__PAGE TEXT__:
Union financial support of worker centers does not end with the SEIU. Last year, the United Food and Commercial Workers International Union gave Jobs with Justice $223,000, Interfaith Worker Justice $117,000, and NYCC $5,000. These two unions stand to benefit the most from unionizing fast food workers.
Unions Twist Fast-Food Data
Perhaps the most effective worker center in terms of gaining press attention has been the SEIU-sponsored Fight for $15, previously known as Fast Food Forward. The latest push by Fight for $15 concerns on-the-job safety conditions for fast-food workers. Fight for $15 cites a survey by Hart Research Associates that claims to show four in five fast-food workers were burned on the job last year. If this statistic were true, it would be damning—but it is not.
In 2014, about 3.7 million Americans worked in the fast-food industry. The American Burn Association estimates that 450,000 burns each year require medical treatment, including 40,000 hospitalizations (although admittedly many burns do not require professional medical treatment). If Hart Research’s claim (based off undisclosed survey questions given to 1,426 fast-food workers) were true, nearly 3 million fast-food workers would have been burned last year.
Considering that fast-food workers make up 2 percent of the labor force and just over 1 percent of the population, it is extremely unlikely that this portion of the population experiences more than six times the amount of total U.S. burns that require medical treatment. This false information does not stand up to the slightest scrutiny and shows that union efforts to bring fast-food workers into their ranks have sunk to new lows.
Let’s Talk about Price Increases
Last year, worker centers also twisted the data. In April 2014, they designated “High Road Restaurant Week.” Restaurant Opportunities Centers United, a worker center that also advocates for a $15-an-hour minimum wage, organized the event and rated restaurants in Manhattan and Brooklyn on their employment practices. Its rating was comprised of metrics including compliance with regulations, a worker-friendly environment, and generous employment benefits. Although proponents of raising the minimum wage argue doing so would not lead to noticeable price increases, If ROC’s list of approved high-road restaurants is any indication, this argument is blatantly false.
The consumer watchdog ROC Exposed examined the prices and menus at the 27 Manhattan restaurants designated as “high road” by the Restaurant Opportunities Center and found that the average price for a burger and fries at these restaurants was $20.50. For the sake of comparison, $20.50 spent at McDonald’s could buy a Big Mac, Double Quarter Pounder with cheese, McDouble, Grilled Onion Cheddar Burger, Premium McWrap, Filet-O-Fish, and a large fry—or 20 McChickens.

__EXCERPTED RECORDS__:
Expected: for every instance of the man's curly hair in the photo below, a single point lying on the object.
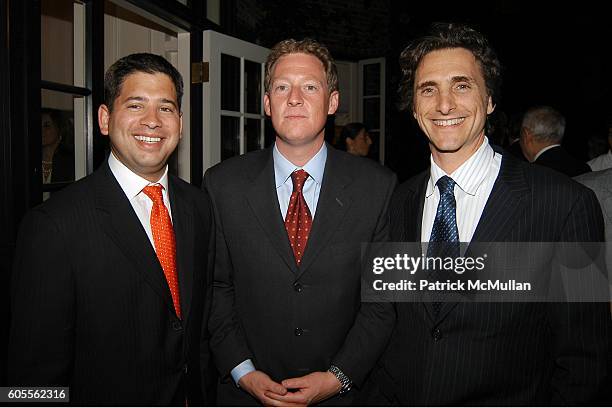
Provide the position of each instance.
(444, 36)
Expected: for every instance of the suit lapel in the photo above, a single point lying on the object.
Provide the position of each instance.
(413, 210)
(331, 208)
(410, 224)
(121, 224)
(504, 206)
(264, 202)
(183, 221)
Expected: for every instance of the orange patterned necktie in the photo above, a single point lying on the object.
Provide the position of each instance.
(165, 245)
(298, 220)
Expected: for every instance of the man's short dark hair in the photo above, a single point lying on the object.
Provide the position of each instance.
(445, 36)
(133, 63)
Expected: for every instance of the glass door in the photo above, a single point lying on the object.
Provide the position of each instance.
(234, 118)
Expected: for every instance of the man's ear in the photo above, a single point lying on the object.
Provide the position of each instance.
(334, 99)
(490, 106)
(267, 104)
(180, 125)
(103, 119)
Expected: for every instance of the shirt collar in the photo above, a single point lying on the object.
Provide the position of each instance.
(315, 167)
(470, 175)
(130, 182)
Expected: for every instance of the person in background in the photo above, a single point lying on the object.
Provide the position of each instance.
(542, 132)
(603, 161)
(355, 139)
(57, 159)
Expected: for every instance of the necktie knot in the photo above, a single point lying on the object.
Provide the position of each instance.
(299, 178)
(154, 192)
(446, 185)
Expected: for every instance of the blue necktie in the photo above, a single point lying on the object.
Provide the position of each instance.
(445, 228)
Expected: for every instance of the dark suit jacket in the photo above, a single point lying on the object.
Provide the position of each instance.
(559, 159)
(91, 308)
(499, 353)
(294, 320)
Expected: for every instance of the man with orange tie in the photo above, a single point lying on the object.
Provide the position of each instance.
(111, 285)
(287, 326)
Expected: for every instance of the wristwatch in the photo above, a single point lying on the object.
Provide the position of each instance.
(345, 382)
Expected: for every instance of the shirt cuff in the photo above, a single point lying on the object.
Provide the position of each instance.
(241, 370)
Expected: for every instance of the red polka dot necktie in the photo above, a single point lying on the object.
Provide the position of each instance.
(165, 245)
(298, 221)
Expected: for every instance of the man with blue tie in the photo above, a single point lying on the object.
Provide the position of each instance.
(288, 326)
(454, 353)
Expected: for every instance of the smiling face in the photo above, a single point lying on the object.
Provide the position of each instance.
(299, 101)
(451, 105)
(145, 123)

---

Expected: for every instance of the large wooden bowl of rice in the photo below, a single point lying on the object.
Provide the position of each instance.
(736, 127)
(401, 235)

...

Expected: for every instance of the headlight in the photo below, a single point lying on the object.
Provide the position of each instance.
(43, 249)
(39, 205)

__WORK ORDER__:
From the page text on union-backed worker centers above, reproduce word for word the stretch that starts with the words "Union financial support" and ends with "damning—but it is not.".

__EXERCISE OUTPUT__:
Union financial support of worker centers does not end with the SEIU. Last year, the United Food and Commercial Workers International Union gave Jobs with Justice $223,000, Interfaith Worker Justice $117,000, and NYCC $5,000. These two unions stand to benefit the most from unionizing fast food workers.
Unions Twist Fast-Food Data
Perhaps the most effective worker center in terms of gaining press attention has been the SEIU-sponsored Fight for $15, previously known as Fast Food Forward. The latest push by Fight for $15 concerns on-the-job safety conditions for fast-food workers. Fight for $15 cites a survey by Hart Research Associates that claims to show four in five fast-food workers were burned on the job last year. If this statistic were true, it would be damning—but it is not.